● SET EXERCISE
Print the data exactly, leaving nothing out.

(Point annotation records)
--*--
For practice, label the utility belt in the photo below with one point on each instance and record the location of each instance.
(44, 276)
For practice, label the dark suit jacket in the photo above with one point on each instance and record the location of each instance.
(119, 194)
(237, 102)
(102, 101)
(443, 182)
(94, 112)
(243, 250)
--*--
● FINISHED ANSWER
For practice, label the utility belt in the photo below with one point on each instance and record the location of each instance.
(44, 276)
For practice, label the dark suit jacket in the photo above with one point on each instance and record the location of each instance.
(119, 194)
(237, 102)
(102, 101)
(443, 182)
(94, 112)
(243, 250)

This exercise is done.